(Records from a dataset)

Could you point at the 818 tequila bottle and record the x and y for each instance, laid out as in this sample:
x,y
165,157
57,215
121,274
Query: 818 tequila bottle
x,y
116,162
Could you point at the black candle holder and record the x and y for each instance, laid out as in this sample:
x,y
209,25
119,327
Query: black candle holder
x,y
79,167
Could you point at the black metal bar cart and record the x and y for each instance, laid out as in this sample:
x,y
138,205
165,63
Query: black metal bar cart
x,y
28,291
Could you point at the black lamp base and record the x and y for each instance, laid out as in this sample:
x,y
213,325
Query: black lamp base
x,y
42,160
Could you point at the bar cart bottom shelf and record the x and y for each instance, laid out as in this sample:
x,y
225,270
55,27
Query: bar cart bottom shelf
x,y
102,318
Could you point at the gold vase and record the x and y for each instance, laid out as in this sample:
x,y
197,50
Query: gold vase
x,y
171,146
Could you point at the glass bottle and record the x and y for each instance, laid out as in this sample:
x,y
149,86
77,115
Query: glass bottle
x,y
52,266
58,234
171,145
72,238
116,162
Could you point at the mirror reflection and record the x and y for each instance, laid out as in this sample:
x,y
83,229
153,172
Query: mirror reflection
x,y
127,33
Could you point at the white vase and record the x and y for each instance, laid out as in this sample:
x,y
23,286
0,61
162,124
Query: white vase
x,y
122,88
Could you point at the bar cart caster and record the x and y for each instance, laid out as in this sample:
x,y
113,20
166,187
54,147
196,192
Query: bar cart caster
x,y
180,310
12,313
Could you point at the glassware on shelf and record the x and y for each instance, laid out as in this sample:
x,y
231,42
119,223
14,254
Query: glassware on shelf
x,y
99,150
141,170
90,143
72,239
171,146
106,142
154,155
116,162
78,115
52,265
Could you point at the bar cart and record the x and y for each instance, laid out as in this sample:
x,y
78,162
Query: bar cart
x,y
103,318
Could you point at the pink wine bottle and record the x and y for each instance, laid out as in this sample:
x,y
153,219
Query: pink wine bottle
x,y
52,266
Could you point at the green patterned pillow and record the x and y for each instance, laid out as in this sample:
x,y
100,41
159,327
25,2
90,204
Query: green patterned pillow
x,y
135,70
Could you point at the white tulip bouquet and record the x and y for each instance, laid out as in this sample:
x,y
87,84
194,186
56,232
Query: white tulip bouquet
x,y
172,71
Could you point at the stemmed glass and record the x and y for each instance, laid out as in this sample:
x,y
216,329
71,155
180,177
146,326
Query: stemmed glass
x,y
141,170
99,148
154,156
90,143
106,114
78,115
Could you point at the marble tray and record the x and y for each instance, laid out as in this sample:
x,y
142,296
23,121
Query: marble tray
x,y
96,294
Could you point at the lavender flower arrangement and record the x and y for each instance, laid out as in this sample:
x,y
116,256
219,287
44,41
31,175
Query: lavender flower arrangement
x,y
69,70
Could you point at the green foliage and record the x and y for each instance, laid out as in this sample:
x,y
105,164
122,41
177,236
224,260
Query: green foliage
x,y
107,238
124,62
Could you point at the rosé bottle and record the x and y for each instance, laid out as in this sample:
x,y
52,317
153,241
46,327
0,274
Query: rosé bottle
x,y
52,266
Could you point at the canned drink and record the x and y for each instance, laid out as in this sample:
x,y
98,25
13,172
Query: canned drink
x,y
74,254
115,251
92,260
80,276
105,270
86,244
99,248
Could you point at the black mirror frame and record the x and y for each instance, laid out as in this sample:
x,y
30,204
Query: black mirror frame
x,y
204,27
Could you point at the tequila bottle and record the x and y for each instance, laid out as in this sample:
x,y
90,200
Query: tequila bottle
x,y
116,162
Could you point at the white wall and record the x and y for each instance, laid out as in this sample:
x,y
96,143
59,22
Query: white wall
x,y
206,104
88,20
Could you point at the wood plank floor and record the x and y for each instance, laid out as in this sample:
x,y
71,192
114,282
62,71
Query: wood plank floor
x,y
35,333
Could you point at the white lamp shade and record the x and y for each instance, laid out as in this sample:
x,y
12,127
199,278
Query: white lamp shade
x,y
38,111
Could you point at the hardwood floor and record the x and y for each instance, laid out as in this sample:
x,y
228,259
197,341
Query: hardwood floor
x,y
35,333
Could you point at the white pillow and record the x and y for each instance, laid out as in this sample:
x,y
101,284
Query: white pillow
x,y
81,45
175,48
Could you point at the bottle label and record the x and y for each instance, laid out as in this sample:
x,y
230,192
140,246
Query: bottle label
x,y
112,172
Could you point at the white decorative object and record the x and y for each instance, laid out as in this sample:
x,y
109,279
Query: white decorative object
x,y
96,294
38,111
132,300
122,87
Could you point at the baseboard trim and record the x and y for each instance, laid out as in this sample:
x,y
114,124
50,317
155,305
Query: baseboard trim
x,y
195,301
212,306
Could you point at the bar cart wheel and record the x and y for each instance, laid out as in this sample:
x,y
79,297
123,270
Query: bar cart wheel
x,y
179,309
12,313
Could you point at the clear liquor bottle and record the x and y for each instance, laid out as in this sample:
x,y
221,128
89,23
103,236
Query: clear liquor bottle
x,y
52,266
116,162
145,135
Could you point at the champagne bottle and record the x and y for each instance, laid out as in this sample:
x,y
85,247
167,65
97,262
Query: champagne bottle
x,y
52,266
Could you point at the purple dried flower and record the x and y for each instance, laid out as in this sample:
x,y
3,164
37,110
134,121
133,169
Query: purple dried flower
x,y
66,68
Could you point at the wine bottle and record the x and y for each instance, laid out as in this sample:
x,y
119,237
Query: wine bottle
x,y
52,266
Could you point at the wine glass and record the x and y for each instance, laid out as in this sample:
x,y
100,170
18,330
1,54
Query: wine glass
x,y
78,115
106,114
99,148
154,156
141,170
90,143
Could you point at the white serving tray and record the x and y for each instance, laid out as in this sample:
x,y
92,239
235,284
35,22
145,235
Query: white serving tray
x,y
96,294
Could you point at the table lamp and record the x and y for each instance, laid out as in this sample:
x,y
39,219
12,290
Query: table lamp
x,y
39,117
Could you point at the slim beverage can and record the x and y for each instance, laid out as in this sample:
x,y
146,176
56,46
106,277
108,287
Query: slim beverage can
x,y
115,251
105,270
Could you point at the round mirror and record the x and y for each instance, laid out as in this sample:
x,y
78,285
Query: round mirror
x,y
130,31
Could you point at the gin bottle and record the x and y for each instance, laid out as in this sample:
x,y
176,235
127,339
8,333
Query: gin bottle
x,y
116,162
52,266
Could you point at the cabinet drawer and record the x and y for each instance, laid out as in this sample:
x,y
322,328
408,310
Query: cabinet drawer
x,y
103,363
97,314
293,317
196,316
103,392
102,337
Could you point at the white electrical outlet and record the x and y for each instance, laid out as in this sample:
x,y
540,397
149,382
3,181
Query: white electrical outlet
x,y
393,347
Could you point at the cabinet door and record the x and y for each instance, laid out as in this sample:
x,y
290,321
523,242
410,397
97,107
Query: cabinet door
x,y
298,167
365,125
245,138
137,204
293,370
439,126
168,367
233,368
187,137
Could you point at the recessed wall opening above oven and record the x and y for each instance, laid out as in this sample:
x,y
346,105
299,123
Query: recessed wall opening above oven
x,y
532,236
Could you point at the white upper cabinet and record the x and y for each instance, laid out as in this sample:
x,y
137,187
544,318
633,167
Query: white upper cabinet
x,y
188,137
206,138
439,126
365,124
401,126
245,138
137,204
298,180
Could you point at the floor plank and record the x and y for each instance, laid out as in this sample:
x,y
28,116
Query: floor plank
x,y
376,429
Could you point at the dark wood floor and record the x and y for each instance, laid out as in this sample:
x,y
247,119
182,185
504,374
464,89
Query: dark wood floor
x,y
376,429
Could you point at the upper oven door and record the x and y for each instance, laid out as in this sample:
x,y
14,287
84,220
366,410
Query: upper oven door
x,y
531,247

> _Task objective_
A word-for-word repeat of the full data is needed.

> _Response to the exercise_
Could you point at the 818 tequila bottle and record the x and y for each instance, laid out as in this sample:
x,y
165,157
57,215
121,274
Query: 818 tequila bottle
x,y
116,162
Could you point at the black candle holder and record the x and y for each instance, laid out as in this sample:
x,y
209,25
119,327
Query: black candle holder
x,y
79,167
Could you point at the black metal bar cart and record the x and y for each instance, laid out as in this sample:
x,y
138,205
165,63
Query: black metal bar cart
x,y
28,291
Could you point at the black lamp base and record the x and y for each instance, laid out as in this sample:
x,y
213,325
Query: black lamp base
x,y
42,160
Could you point at the bar cart bottom shelf and record the x and y for each instance, laid out as in this sample:
x,y
225,270
55,27
Query: bar cart bottom shelf
x,y
102,318
Could you point at the gold vase and record the x and y for each instance, laid out as in this sample:
x,y
197,50
Query: gold vase
x,y
171,146
Could you point at the glass bottle and record the x and y for each instance, laid out as in this sample:
x,y
149,86
77,115
Query: glass bottle
x,y
52,266
58,234
171,145
72,238
116,162
Could you point at the mirror reflection and record the x and y for each instance, laid out as in this sample:
x,y
83,229
153,172
Query: mirror reflection
x,y
127,33
Could you point at the white vase and record the x and y for each instance, laid out as in this sample:
x,y
23,286
0,61
162,124
Query: white vase
x,y
122,88
Could you point at the bar cart caster and record the x and y for each instance, laid out as in this sample:
x,y
113,20
166,187
54,147
196,192
Query: bar cart caster
x,y
180,310
12,313
Could you point at the glassware on shelf and record the x and y for each instance, laid out as in this sample:
x,y
231,42
119,223
14,254
Query: glassware on shelf
x,y
99,150
141,170
90,143
72,239
171,146
106,142
154,155
116,162
78,115
52,265
Could you point at the bar cart and record the x and y for each instance, laid out as in this sample:
x,y
78,162
Query: bar cart
x,y
103,318
Could you point at the pink wine bottle and record the x and y for each instance, laid out as in this sample:
x,y
153,219
Query: pink wine bottle
x,y
52,266
Could you point at the green patterned pillow and record the x and y for each instance, laid out as in this sample:
x,y
100,41
159,327
25,2
90,204
Query: green patterned pillow
x,y
135,70
Could you point at the white tulip bouquet and record the x and y for each instance, laid out as in this sample:
x,y
87,84
194,186
56,232
Query: white tulip bouquet
x,y
172,71
Could you point at the stemmed glass and record the x and y for each instance, laid out as in this sample:
x,y
216,329
71,155
180,177
146,326
Query: stemmed glass
x,y
141,170
99,148
154,156
90,143
106,114
78,115
Could you point at the marble tray and record the x and y for each instance, laid out as in this sample:
x,y
142,296
23,121
Query: marble tray
x,y
96,294
Could you point at the lavender flower arrangement and record the x and y for each instance, laid out as in this sample:
x,y
116,256
219,287
44,41
31,175
Query: lavender flower arrangement
x,y
69,70
Could you point at the green foliage and record the x and y for each instance, laid out as in this sample:
x,y
105,164
122,41
177,236
224,260
Query: green foliage
x,y
107,238
124,62
Could you point at the rosé bottle and record the x and y for each instance, laid out as in this sample:
x,y
52,317
153,241
46,327
0,274
Query: rosé bottle
x,y
52,266
Could you point at the canned drink and record the x and y for each instance, laid out as in this sample:
x,y
98,25
13,172
Query: canned drink
x,y
74,254
115,251
92,260
80,276
105,270
86,244
99,248
Could you point at the black mirror frame and record the x and y for each instance, laid out as in this sample:
x,y
30,204
Query: black mirror frame
x,y
204,27
Could you point at the tequila bottle and record the x and y for each instance, laid out as in this sample:
x,y
90,200
Query: tequila bottle
x,y
116,162
Could you point at the white wall and record the x and y for each instance, laid out as in this sample:
x,y
96,143
59,22
Query: white wall
x,y
206,104
88,20
Could you point at the wood plank floor and record the x and y for each instance, laid out as in this sample:
x,y
71,192
114,282
62,71
Query: wood plank floor
x,y
35,333
Could you point at the white lamp shade and record the x and y for each instance, laid out as in this sample:
x,y
12,127
199,278
Query: white lamp shade
x,y
38,111
Could you point at the hardwood floor and record the x and y for each instance, laid out as in this sample:
x,y
228,259
197,341
Query: hardwood floor
x,y
35,333
Could you point at the white pillow and record the x and y for each instance, laid out as in this sample:
x,y
101,284
Query: white pillow
x,y
81,45
175,48
Could you point at the bottle label and record the x and y for each instance, laid out as in this sample:
x,y
230,192
140,246
Query: bottle label
x,y
112,172
Could you point at the white decorative object and record the x and y for each instance, laid out as in this sample:
x,y
109,279
Query: white decorative object
x,y
96,294
38,111
132,300
122,87
Could you point at the baseboard trim and record the x and y for each instance, laid out as in this sample:
x,y
114,124
50,317
155,305
Query: baseboard trim
x,y
195,301
212,306
Could you point at the bar cart wheel and record the x and y for each instance, laid out as in this sample:
x,y
79,297
123,270
Query: bar cart wheel
x,y
179,309
12,313
Could you point at the clear liquor bottle and record the x and y for each instance, laid out as in this sample:
x,y
221,128
89,23
103,236
Query: clear liquor bottle
x,y
52,266
116,162
145,135
Could you point at the champagne bottle and record the x and y for each instance, laid out as in this sample:
x,y
85,247
167,65
97,262
Query: champagne bottle
x,y
52,266
Could you point at the purple dried flower and record the x and y for each instance, laid out as in this sample:
x,y
3,164
37,110
134,121
133,169
Query: purple dried flower
x,y
66,68
Could you point at the wine bottle and record the x and y for each instance, laid out as in this sample:
x,y
119,237
Query: wine bottle
x,y
52,266
Could you point at the wine glass and record the x and y for each instance, laid out as in this sample:
x,y
100,170
18,330
1,54
Query: wine glass
x,y
78,115
106,114
99,148
154,156
141,170
90,143
Could you point at the white serving tray and record the x and y for each instance, laid out as in this sample:
x,y
92,239
235,284
35,22
145,235
Query: white serving tray
x,y
96,294
Could you point at the table lamp and record the x and y for each instance, laid out as in this sample:
x,y
39,219
12,290
Query: table lamp
x,y
39,117
Could you point at the slim beverage can and record the x and y for each instance, laid out as in this sample:
x,y
146,176
56,46
106,277
108,287
Query: slim beverage can
x,y
115,251
105,270
Could you point at the round mirror and record the x and y for each instance, laid out as in this sample:
x,y
78,285
Query: round mirror
x,y
130,31
Could you point at the gin bottle and record the x and y for each instance, laid out as in this sample:
x,y
176,235
127,339
8,333
Query: gin bottle
x,y
116,162
52,266
Could you point at the cabinet drawer and record the x and y for each instance, laid out as in this sample:
x,y
322,328
408,310
Query: cabinet drawer
x,y
103,363
97,314
293,317
196,316
103,392
102,337
Could you point at the white electrical outlet and record the x and y for each instance, laid out as in this sample:
x,y
540,397
149,382
3,181
Query: white electrical outlet
x,y
393,347
Could you point at the cabinet door and record the x and y for each instance, laid out as in this sample:
x,y
290,321
523,242
410,397
97,107
Query: cabinet door
x,y
298,167
365,125
245,138
137,204
293,370
439,126
168,367
233,368
187,137
Could you point at the recessed wall opening above oven and record the x and y for each instance, laid out as in this sample:
x,y
346,105
299,123
Query: recessed wall opening above oven
x,y
532,236
Could you point at the white upper cabinet and record the x and y for each instance, laid out as in this sample:
x,y
137,187
544,318
633,167
Query: white upper cabinet
x,y
188,137
206,138
439,126
365,124
401,126
245,138
137,204
298,180
Could you point at the floor plank and record the x and y for each instance, laid out as in this sample:
x,y
28,116
Query: floor plank
x,y
376,429
Could you point at the dark wood floor and record the x and y for each instance, laid out as in this sample:
x,y
247,119
182,185
504,374
464,89
Query: dark wood floor
x,y
376,429
Could you point at the upper oven door and record the x and y for each instance, laid out as in this sample:
x,y
14,287
84,220
366,410
Query: upper oven door
x,y
531,247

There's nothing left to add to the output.